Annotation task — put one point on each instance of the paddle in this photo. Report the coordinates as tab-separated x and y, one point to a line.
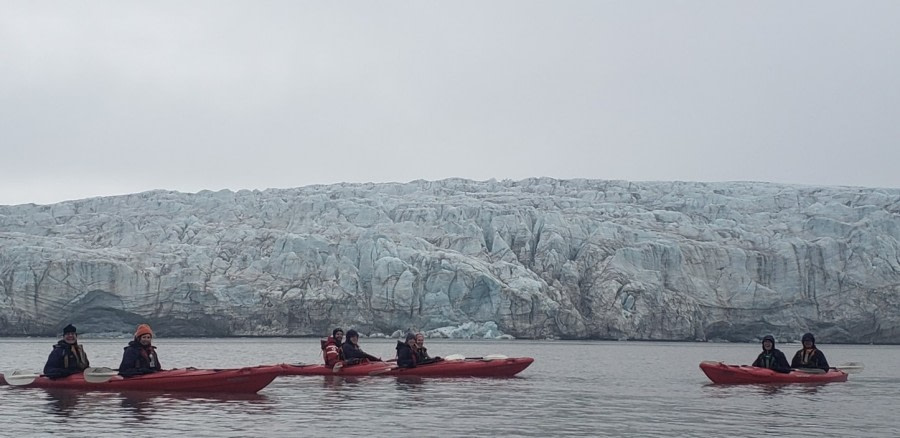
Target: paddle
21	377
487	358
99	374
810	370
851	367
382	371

==

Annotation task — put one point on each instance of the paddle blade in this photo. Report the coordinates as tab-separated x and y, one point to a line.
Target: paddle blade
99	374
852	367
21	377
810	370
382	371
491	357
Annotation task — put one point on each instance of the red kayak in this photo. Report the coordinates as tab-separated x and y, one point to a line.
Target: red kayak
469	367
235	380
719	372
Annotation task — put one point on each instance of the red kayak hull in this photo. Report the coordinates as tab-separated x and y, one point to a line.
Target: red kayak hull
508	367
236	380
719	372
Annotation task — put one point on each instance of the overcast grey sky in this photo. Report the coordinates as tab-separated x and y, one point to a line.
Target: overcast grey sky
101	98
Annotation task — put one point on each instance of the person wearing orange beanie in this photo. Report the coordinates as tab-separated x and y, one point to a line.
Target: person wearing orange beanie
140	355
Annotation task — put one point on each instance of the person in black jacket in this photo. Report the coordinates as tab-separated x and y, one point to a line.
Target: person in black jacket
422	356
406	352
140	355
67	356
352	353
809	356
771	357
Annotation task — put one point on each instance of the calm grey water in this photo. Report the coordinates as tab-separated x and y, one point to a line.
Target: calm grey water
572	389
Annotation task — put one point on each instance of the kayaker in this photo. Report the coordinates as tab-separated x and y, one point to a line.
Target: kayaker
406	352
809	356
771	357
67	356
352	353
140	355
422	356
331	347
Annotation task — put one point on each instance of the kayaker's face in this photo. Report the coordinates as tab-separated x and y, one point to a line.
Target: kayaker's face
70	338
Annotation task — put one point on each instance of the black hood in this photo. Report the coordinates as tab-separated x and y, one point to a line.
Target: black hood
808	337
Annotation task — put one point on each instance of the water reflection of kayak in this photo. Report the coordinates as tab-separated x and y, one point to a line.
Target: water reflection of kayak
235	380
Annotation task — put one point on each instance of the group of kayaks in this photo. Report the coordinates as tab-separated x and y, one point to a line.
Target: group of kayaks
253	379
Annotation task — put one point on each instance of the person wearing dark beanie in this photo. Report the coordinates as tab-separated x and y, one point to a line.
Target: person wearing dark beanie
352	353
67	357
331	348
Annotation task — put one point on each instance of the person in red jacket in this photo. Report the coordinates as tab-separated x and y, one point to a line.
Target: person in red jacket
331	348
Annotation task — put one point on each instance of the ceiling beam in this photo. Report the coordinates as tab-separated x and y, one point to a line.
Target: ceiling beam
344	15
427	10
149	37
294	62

__Challenge__:
Please extract every line of the data above that contains the string "face".

__Worked solution__:
Annotation task — put one point on each instance of the kayaker's face in this photo. Report the coordinates as tab-separated x and y, one point to a line.
Target: kayaker's face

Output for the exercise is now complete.